*** Exercise data

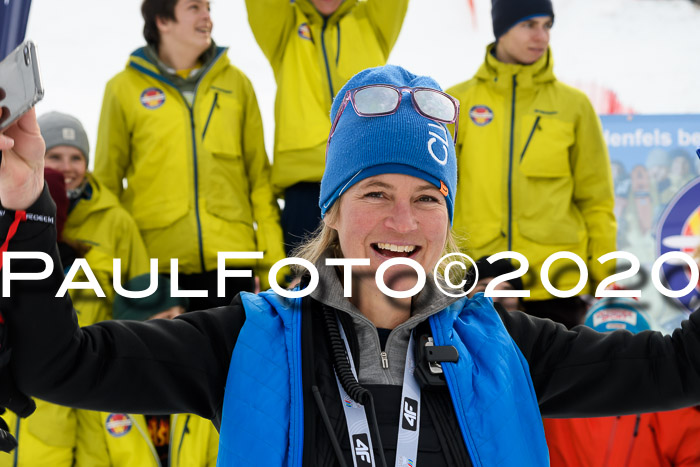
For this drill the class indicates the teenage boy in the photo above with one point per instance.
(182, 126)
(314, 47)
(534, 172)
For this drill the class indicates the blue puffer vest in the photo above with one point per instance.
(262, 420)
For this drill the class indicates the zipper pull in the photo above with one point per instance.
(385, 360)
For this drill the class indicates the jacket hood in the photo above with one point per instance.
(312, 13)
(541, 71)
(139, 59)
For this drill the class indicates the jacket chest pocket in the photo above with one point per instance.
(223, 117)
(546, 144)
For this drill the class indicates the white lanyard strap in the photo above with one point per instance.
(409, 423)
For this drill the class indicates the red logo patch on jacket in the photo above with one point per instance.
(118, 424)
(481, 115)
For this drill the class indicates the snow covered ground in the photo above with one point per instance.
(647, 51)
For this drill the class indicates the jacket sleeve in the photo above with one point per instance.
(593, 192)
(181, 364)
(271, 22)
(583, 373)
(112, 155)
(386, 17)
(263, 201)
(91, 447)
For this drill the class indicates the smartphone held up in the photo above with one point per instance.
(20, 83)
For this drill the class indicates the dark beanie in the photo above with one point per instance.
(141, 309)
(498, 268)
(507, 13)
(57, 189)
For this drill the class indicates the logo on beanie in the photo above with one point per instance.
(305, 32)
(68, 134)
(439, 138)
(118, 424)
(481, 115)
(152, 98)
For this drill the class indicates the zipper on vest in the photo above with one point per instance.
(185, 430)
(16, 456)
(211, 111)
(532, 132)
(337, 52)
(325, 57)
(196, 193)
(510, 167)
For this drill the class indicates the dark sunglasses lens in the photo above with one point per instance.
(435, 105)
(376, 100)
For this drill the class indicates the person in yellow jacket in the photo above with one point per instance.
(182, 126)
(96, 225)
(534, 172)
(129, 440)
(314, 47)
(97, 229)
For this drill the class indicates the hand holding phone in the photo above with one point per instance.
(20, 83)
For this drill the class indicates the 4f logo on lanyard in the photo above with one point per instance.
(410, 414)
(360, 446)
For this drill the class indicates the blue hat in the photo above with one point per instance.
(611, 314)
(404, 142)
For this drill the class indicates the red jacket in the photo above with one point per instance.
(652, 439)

******

Transcribe exactly, starting at the line with "For this drill the class indicates the dark sunglasses" and continuing through the last line of the data above; leave out all earlier lines.

For this drill the class indicates the dark sunglasses lens in the photo above with one point per instance.
(435, 105)
(376, 100)
For this drill the class indicates the person in yellow jacket in the photo above with one point per instance.
(182, 126)
(96, 225)
(534, 172)
(129, 440)
(314, 47)
(97, 229)
For this drill the class indicates the hand holding phone in the photo above with one point per instance.
(20, 83)
For this drill the class indicates the 4f logo on lanyard in the photo above with one point per instance.
(410, 414)
(360, 446)
For this drill the class indicates the blue hat in the photo above with one point per instance.
(611, 314)
(404, 142)
For this drill the class indicates the red jacket in the photo above with one point per instance.
(652, 439)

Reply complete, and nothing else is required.